What to produce: Rewrite the stretch of the material from its start through the line containing "POLYGON ((255 84, 252", replacing "shrub" with "bush" and leaving everything else unchanged.

[Material excerpted from a collection]
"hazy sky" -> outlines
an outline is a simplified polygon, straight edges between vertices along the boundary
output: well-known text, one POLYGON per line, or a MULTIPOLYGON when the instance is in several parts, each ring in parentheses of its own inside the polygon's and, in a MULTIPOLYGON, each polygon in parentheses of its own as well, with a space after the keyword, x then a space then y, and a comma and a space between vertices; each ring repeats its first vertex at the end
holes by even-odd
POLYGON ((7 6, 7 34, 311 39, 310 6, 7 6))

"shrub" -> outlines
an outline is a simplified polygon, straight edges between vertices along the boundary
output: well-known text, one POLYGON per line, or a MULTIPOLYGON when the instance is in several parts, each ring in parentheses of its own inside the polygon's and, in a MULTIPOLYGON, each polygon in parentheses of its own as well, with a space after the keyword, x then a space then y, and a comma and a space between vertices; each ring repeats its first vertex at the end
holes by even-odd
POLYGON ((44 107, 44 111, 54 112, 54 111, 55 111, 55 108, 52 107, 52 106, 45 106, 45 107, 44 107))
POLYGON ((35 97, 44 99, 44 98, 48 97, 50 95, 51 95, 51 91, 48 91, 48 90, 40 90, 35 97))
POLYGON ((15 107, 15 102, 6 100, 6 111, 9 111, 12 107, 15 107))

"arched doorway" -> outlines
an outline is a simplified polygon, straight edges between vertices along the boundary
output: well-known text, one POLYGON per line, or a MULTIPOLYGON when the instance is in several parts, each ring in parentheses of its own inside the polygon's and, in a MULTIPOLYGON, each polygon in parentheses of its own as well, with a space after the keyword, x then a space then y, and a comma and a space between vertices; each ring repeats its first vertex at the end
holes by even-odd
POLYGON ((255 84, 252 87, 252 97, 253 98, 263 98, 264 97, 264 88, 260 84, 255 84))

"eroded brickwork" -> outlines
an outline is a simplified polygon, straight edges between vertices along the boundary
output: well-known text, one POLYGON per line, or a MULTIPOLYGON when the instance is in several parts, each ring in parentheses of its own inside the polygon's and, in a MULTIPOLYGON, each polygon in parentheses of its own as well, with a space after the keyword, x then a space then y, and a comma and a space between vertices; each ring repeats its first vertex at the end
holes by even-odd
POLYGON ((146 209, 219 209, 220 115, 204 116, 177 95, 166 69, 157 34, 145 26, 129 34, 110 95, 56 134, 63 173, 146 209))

Exercise output:
"hazy sky" -> outlines
an outline is a simplified polygon, straight edges between vertices along the boundary
output: well-known text, one POLYGON per line, or a MULTIPOLYGON when the instance is in several parts, each ring in parentheses of its own inside the polygon's and, in a MULTIPOLYGON, each polygon in parentheses of its own as well, with a space after the keyword, x then a space then y, and a comma and a space between vertices; each ring repeats its first vertex at the end
holes by even-odd
POLYGON ((7 6, 7 34, 311 39, 310 6, 7 6))

"bush" -> outlines
an outline is a simplified polygon, straight edges between vertices along the boundary
output: well-known text, one POLYGON per line, or a MULTIPOLYGON when the instance is in several parts, each ring in parentheses of its own inside the polygon's and, in a MULTIPOLYGON, each polygon in parentheses of its own as well, with a space after the keyword, x then a space then y, and a comma and a space between vertices; each ring repeats its first vertex at the end
holes by even-odd
POLYGON ((44 107, 44 111, 54 112, 54 111, 55 111, 55 108, 52 107, 52 106, 45 106, 45 107, 44 107))
POLYGON ((35 97, 44 99, 44 98, 48 97, 50 95, 51 95, 51 91, 48 91, 48 90, 40 90, 35 97))
POLYGON ((15 107, 15 102, 6 100, 6 111, 9 111, 12 107, 15 107))

"arched doorway" -> outlines
an outline is a simplified polygon, straight edges between vertices along the boundary
output: well-known text, one POLYGON per line, or a MULTIPOLYGON when the instance is in several parts, each ring in parentheses of its own inside the polygon's and, in a MULTIPOLYGON, each polygon in parentheses of its own as well, with a space after the keyword, x then a space then y, and a comma and a space between vertices; each ring repeats its first vertex at the end
holes by even-odd
POLYGON ((255 84, 252 87, 252 97, 253 98, 263 98, 264 97, 264 88, 260 84, 255 84))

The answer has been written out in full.